## THE PROBLEM:
In the data below, one line contains "Could you spot the white flower" and a later one contains "Could you spot the unripe". Print both, with every line between them, exactly and alone.

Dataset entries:

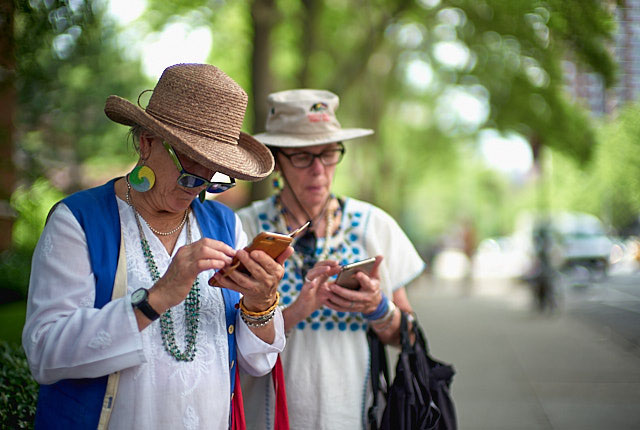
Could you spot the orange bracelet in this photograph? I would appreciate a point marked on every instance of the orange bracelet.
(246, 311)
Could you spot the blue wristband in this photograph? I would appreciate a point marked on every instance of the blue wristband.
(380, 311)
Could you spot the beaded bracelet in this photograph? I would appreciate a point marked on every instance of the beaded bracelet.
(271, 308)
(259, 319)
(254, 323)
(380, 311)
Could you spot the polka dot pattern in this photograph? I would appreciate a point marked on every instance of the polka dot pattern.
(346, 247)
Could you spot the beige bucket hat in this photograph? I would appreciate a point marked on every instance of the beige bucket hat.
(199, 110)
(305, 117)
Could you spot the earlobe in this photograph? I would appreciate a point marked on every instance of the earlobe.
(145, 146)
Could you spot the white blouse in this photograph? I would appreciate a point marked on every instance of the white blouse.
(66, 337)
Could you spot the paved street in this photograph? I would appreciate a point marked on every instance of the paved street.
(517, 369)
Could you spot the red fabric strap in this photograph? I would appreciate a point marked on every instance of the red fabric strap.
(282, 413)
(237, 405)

---

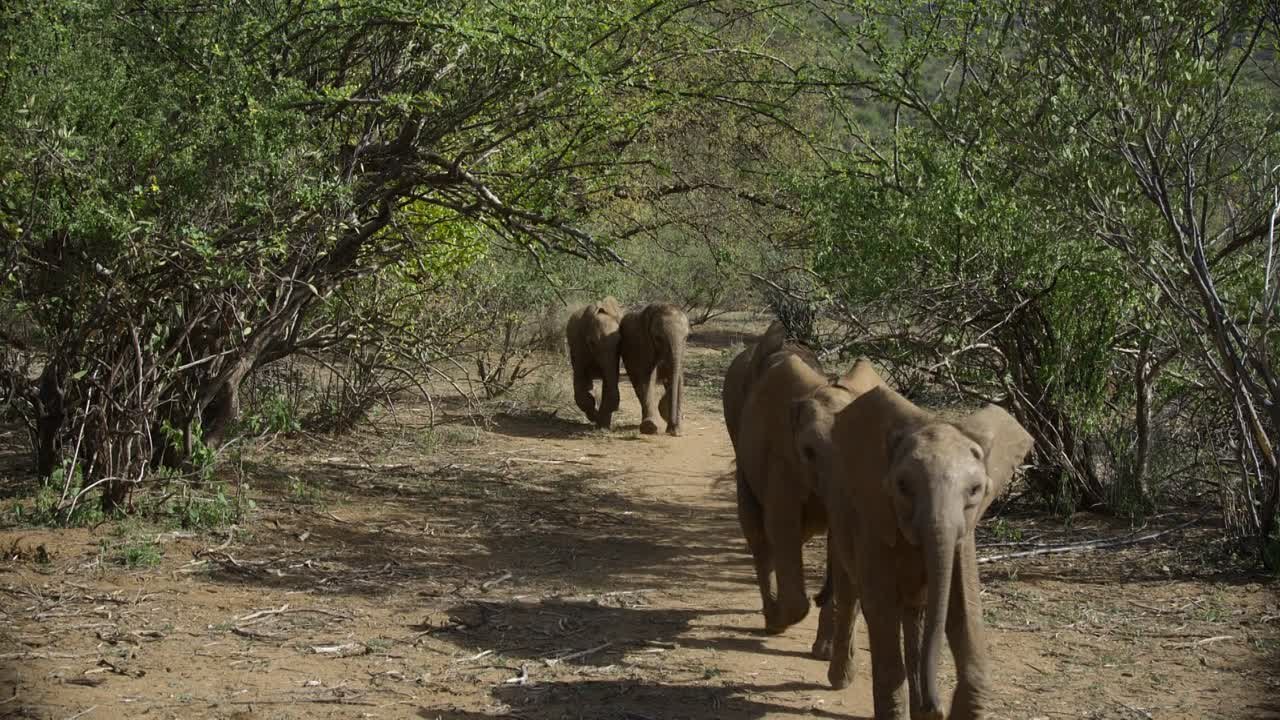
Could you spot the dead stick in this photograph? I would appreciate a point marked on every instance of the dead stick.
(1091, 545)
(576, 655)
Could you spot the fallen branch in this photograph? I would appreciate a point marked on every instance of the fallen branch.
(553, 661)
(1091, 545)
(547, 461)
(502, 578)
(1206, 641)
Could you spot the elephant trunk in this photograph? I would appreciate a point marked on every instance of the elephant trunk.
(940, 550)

* * *

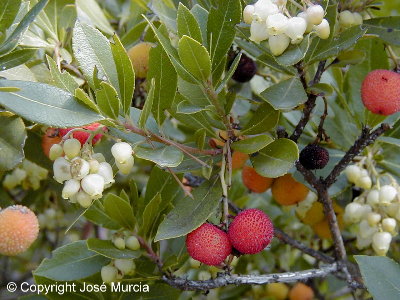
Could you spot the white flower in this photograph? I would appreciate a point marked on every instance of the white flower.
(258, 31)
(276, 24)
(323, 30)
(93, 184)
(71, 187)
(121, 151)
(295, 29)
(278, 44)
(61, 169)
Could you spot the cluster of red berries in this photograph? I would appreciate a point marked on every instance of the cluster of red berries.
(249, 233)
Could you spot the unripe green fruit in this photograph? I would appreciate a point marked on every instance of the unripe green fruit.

## EXERCISE ANSWER:
Could you spot the white flower in this photograph? I would appreciate a point marked on every instance of the white flower.
(258, 31)
(276, 24)
(323, 30)
(93, 184)
(71, 187)
(121, 151)
(295, 29)
(278, 44)
(61, 169)
Could you spot the cluster of red berries in this photograph? I would appreciate a point marked on every instance of the cluster of red berries.
(249, 233)
Could you spot the unripe green fruit in this photograph? I would appreciate a point marked on every instance of the unripe green fruit.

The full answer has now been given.